» **Task to carry out**: In the data below, find the line that contains "find orange rock face" and the line that contains "find hat ear flap". Copy both, plus every line between them, exactly.

» **Data for review**:
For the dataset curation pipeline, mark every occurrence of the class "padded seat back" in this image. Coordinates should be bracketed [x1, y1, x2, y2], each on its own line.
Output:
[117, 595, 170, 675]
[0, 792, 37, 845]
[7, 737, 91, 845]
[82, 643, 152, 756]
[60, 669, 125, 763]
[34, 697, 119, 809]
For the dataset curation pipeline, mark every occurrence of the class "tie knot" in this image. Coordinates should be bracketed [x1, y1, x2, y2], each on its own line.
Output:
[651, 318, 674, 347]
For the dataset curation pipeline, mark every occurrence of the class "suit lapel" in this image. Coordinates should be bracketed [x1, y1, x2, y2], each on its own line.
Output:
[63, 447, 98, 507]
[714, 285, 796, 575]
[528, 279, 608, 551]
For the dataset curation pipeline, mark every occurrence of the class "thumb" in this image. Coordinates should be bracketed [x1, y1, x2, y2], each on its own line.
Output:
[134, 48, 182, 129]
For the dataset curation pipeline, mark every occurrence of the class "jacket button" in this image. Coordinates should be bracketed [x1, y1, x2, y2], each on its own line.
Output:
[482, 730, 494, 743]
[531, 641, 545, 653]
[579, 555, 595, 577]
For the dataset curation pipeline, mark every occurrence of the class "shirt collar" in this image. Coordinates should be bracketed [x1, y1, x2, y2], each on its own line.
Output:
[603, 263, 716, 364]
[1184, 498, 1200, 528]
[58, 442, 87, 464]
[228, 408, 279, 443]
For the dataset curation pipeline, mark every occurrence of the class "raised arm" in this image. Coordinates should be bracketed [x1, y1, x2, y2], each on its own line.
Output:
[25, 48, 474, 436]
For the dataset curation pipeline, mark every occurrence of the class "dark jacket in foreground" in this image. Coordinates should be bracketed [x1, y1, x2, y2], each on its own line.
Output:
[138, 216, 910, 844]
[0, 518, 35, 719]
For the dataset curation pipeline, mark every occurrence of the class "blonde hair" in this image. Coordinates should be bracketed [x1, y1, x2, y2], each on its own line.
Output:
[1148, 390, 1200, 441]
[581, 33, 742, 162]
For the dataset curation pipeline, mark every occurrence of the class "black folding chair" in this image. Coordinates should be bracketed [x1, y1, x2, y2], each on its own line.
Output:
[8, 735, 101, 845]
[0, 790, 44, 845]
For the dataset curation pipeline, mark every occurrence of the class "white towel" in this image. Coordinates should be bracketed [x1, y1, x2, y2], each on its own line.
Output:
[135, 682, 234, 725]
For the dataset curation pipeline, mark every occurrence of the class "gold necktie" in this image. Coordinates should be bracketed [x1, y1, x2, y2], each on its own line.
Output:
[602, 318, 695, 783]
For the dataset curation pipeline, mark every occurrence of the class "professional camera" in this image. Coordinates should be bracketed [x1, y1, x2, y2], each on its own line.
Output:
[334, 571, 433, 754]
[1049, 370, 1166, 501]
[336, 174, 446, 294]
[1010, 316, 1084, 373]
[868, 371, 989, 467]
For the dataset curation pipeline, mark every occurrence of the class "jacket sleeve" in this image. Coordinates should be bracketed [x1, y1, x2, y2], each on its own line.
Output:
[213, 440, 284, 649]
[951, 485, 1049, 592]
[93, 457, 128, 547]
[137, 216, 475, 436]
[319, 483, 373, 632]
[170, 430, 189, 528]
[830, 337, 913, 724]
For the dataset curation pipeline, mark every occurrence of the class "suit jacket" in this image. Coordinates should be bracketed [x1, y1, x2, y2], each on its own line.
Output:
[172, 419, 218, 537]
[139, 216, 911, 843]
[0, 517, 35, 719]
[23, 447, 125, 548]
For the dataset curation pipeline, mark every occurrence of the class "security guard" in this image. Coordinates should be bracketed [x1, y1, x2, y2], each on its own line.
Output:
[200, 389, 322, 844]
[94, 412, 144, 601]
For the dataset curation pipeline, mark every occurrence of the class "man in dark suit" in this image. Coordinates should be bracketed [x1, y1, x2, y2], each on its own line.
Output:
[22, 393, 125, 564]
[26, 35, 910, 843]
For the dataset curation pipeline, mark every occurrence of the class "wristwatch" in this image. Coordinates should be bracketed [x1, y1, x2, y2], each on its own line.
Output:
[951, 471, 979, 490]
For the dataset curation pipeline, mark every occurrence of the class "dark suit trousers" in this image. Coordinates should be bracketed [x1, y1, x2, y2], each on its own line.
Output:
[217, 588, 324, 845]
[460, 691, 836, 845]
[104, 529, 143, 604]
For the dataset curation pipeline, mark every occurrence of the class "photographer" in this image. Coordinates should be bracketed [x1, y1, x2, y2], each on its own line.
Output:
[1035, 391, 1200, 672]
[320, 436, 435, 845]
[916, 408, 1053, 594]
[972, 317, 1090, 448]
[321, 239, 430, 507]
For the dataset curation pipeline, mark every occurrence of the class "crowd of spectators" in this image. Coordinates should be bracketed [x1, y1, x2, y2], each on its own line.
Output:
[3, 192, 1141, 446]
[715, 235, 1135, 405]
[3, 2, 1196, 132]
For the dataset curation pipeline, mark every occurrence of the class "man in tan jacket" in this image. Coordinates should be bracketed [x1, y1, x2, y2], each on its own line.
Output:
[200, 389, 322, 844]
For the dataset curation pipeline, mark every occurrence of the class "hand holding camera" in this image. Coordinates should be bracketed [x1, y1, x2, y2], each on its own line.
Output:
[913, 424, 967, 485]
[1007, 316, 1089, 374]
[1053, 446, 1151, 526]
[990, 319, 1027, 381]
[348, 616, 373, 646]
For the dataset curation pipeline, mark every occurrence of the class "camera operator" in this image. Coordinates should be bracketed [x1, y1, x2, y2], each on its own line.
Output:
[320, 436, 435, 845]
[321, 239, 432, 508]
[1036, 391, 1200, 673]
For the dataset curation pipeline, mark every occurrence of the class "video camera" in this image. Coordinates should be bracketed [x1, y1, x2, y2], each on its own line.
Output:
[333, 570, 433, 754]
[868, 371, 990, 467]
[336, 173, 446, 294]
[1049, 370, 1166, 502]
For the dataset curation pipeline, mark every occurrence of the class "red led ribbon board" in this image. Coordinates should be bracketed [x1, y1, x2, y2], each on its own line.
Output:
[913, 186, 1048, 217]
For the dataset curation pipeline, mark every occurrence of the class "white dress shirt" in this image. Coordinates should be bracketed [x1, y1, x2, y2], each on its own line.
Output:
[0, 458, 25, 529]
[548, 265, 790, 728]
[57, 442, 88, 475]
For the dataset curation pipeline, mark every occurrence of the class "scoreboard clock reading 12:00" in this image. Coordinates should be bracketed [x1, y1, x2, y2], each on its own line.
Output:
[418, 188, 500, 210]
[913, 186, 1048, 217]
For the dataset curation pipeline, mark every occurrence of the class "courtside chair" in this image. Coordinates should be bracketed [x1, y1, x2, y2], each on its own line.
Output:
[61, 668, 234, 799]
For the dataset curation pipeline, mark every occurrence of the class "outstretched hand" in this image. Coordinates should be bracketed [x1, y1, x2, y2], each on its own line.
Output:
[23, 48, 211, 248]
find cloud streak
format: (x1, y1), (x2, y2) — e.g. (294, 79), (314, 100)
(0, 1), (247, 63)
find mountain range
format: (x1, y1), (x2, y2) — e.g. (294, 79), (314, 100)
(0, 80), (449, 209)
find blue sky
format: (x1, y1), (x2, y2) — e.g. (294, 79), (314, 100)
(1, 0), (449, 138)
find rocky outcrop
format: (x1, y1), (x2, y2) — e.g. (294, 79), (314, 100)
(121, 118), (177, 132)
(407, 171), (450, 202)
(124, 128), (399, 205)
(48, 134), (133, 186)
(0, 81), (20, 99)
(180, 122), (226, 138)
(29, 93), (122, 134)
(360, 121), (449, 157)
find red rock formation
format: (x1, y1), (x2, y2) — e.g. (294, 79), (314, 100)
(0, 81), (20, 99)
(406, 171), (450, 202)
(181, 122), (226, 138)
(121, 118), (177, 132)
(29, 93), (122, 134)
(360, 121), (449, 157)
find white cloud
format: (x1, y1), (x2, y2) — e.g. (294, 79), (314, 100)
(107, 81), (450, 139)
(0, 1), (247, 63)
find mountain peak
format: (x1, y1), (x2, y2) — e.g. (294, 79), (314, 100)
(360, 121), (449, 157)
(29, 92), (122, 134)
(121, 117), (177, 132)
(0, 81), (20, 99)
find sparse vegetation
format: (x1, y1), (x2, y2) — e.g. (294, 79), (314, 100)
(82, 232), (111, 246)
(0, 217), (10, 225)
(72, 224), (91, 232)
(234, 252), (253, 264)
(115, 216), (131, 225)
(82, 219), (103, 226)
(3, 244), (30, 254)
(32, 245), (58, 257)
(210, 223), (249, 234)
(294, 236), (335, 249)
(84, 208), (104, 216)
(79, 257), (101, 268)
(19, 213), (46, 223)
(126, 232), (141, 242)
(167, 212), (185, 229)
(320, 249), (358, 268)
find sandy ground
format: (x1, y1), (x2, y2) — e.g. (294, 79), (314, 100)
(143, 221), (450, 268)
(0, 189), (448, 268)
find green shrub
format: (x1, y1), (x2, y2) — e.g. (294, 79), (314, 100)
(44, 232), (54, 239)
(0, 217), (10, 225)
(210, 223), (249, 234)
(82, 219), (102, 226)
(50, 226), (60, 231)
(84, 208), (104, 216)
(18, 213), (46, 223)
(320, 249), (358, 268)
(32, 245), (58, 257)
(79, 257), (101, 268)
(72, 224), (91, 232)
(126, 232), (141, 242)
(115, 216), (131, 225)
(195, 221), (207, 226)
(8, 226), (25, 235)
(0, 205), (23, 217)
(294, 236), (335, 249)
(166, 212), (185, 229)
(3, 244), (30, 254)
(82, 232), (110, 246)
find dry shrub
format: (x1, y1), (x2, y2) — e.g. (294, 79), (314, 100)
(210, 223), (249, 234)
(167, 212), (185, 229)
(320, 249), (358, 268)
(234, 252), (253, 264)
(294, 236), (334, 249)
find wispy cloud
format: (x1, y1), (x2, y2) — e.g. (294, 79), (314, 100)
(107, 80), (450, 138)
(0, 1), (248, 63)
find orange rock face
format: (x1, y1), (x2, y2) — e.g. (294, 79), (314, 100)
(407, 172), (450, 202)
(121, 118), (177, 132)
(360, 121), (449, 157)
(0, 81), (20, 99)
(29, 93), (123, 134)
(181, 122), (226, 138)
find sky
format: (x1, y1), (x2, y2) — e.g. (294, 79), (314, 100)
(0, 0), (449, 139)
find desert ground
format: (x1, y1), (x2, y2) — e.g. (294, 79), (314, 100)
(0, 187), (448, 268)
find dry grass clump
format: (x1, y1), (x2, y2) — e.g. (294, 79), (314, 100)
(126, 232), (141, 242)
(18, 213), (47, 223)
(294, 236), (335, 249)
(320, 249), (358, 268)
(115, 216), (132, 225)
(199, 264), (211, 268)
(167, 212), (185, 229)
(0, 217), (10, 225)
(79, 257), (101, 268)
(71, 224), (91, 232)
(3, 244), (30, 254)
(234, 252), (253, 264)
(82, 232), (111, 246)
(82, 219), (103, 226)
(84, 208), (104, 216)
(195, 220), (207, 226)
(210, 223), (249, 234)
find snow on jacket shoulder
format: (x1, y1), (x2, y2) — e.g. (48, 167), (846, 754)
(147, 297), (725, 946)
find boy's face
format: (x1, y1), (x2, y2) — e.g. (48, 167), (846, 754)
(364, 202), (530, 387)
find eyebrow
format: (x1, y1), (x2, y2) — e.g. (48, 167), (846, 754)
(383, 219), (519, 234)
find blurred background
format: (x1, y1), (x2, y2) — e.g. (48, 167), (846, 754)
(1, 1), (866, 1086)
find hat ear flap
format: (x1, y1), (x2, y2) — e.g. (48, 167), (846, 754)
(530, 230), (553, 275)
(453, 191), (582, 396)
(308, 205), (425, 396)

» **Answer to this problem**:
find orange rock face
format: (x1, y1), (x2, y2) — e.g. (294, 79), (314, 100)
(407, 172), (450, 202)
(121, 118), (177, 132)
(360, 121), (449, 157)
(0, 81), (20, 99)
(29, 93), (123, 134)
(181, 122), (226, 138)
find sky
format: (x1, y1), (x2, y2) — e.g. (294, 79), (314, 100)
(0, 0), (449, 139)
find desert ground
format: (x1, y1), (x2, y2) — e.g. (294, 79), (314, 100)
(0, 187), (448, 268)
find dry grass clump
format: (x1, y1), (x2, y2) — e.g. (294, 79), (314, 100)
(126, 232), (141, 242)
(18, 213), (47, 223)
(294, 236), (335, 249)
(320, 249), (358, 268)
(115, 216), (132, 225)
(199, 264), (211, 268)
(167, 212), (185, 229)
(0, 217), (10, 225)
(79, 257), (101, 268)
(71, 224), (91, 232)
(3, 244), (30, 254)
(234, 252), (253, 264)
(82, 232), (111, 246)
(82, 219), (103, 226)
(84, 208), (104, 216)
(195, 220), (207, 226)
(210, 223), (249, 234)
find snow on jacket shoulder
format: (x1, y1), (x2, y2) — e.g. (48, 167), (846, 754)
(147, 297), (725, 946)
find boy's face
format: (x1, y1), (x2, y2) — e.g. (48, 167), (846, 754)
(364, 202), (530, 387)
find eyebrow
format: (x1, y1), (x2, y2) — e.g. (48, 167), (846, 754)
(383, 219), (519, 234)
find blurred background
format: (x1, y1), (x2, y2) — e.g. (48, 167), (846, 754)
(1, 1), (866, 1086)
find hat ear flap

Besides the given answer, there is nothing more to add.